▸ **Given request A**
Update the listing from the line with "Please place a point on the cab roof" up to and including its final line, replacing "photo" with "image" and changing nothing else. Leave the pictures out of your answer.

-- BEGIN Extract to read --

Simplify this term—best approach?

  • #1
Homework Statement:
$$
\left(x \sqrt{\left(\frac{3+\sqrt{13}}{2 \sqrt{13}}\right)}-y \sqrt{\frac{3-\sqrt{13}}{2 \sqrt{13}}}\right)^{2}-2\left(x \sqrt{\left(\frac{3+\sqrt{13}}{2 \sqrt{13}}\right)-y\left(\frac{3-\sqrt{13}}{2 \sqrt{13}}\right)}\right)\left(x \sqrt{\frac{3-\sqrt{13}}{2 \sqrt{13}}}-y \sqrt{\frac{3+\sqrt{3}}{2 \sqrt{13}}}\right)+4\left(x \sqrt{\frac{3-\sqrt{13}}{2 \sqrt{13}}}-y \sqrt{\frac{3+\sqrt{13}}{2 \sqrt{13}}}\right)^{2}-4=0
$$
Relevant Equations:
Substituting in second order polynomial to rotate it to remove xy values. But this question is just to ask for a technique for simplifying.

-- END Extract to read --

▸ **Given request B**
Set down the entire forum post about simplifying the squared expression once more, unchanged.

-- BEGIN Input data --

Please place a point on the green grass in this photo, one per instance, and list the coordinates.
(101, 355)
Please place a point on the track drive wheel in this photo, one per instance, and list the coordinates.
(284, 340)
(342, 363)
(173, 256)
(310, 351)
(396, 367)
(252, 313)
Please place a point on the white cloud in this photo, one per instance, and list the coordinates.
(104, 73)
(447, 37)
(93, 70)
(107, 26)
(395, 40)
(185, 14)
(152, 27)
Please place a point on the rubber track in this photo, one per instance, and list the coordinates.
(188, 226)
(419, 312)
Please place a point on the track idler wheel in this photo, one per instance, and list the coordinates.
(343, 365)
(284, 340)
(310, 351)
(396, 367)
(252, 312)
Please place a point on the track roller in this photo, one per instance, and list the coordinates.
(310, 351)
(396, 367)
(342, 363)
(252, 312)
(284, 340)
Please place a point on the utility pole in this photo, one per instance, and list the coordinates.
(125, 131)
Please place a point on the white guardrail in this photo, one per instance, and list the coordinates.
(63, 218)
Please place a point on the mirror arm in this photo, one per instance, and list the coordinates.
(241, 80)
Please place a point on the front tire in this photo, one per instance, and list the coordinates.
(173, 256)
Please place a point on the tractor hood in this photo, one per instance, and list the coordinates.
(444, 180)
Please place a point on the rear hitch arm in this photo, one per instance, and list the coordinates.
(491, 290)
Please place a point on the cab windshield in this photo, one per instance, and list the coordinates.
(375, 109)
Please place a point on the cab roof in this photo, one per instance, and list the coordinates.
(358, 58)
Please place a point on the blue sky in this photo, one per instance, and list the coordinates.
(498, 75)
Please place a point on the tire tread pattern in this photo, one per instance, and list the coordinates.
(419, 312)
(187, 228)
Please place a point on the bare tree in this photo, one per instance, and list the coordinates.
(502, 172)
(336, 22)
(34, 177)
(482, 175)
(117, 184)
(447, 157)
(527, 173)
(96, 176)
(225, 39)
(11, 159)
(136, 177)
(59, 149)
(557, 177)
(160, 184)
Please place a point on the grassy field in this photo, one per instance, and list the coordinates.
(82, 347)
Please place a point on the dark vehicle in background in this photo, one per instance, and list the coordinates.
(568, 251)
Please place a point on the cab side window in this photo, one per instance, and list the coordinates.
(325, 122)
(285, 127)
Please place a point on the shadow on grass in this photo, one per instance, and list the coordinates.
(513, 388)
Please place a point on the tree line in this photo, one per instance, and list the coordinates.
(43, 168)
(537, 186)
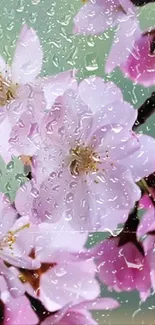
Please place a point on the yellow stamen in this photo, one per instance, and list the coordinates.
(84, 160)
(7, 91)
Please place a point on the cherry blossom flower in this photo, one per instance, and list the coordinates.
(11, 254)
(79, 313)
(90, 162)
(15, 311)
(123, 268)
(24, 97)
(63, 277)
(97, 16)
(140, 64)
(147, 229)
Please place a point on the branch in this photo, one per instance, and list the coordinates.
(141, 3)
(145, 111)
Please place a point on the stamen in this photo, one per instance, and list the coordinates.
(7, 91)
(10, 238)
(84, 160)
(19, 229)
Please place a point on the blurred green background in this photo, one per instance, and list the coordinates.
(53, 20)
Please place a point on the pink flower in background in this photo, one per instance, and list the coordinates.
(62, 277)
(79, 314)
(18, 92)
(97, 16)
(147, 229)
(140, 65)
(15, 311)
(11, 252)
(123, 268)
(90, 162)
(24, 98)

-- END Input data --

▸ **Correct answer A**
Please place a point on the cab roof in this image, one per instance, and list the coordinates.
(358, 58)
Please place a point on the blue sky in this image, one per instance, and list the coordinates.
(498, 75)
Please place a point on the tire tread pattern in this image, one per instance, and list the coordinates.
(419, 312)
(187, 228)
Please place a point on the bare tree in this image, one per instance, and list the coordinates.
(502, 172)
(336, 22)
(34, 177)
(482, 175)
(117, 184)
(447, 157)
(527, 173)
(96, 176)
(225, 39)
(11, 159)
(136, 177)
(59, 149)
(557, 177)
(160, 184)
Please place a point on the grassy field in this image, one per instance, and list the coordinates.
(82, 347)
Please place a point on the dark vehicle in background in this image, one per instance, and list the coordinates.
(568, 251)
Please place a point on the cab side window in this image, one per instance, and list the coordinates.
(325, 122)
(285, 127)
Please place a point on the shadow on grass in this image, one per instance, and list the coordinates.
(513, 388)
Please place a point on the tree line in this image, one per instance, and list the coordinates.
(43, 168)
(537, 186)
Please place a point on the yellow stamen in this image, one per instance, and list the coordinates.
(84, 160)
(7, 91)
Please place a point on the cherry blossom flower in this image, one per instance, and list the coordinates.
(11, 254)
(79, 313)
(90, 162)
(15, 311)
(123, 268)
(24, 97)
(63, 277)
(97, 16)
(140, 64)
(147, 229)
Please place a point on the branch in this image, one per instance, and list the coordinates.
(141, 3)
(145, 111)
Please place a point on the stamen in this image, one per instance, and list the coordinates.
(7, 91)
(10, 238)
(84, 160)
(19, 229)
Please place a point on the blurred green background in this image, one per instance, and list the coordinates.
(53, 20)
Please place a point on the pink flower in background in this image, one per instance, and list the coordinates.
(62, 277)
(79, 314)
(18, 92)
(97, 16)
(147, 229)
(140, 65)
(15, 311)
(11, 252)
(123, 268)
(90, 162)
(24, 98)

▸ **Correct answer B**
Simplify this term—best approach?

  • #1
Homework Statement:
$$
\left(x \sqrt{\left(\frac{3+\sqrt{13}}{2 \sqrt{13}}\right)}-y \sqrt{\frac{3-\sqrt{13}}{2 \sqrt{13}}}\right)^{2}-2\left(x \sqrt{\left(\frac{3+\sqrt{13}}{2 \sqrt{13}}\right)-y\left(\frac{3-\sqrt{13}}{2 \sqrt{13}}\right)}\right)\left(x \sqrt{\frac{3-\sqrt{13}}{2 \sqrt{13}}}-y \sqrt{\frac{3+\sqrt{3}}{2 \sqrt{13}}}\right)+4\left(x \sqrt{\frac{3-\sqrt{13}}{2 \sqrt{13}}}-y \sqrt{\frac{3+\sqrt{13}}{2 \sqrt{13}}}\right)^{2}-4=0
$$
Relevant Equations:
Substituting in second order polynomial to rotate it to remove xy values. But this question is just to ask for a technique for simplifying.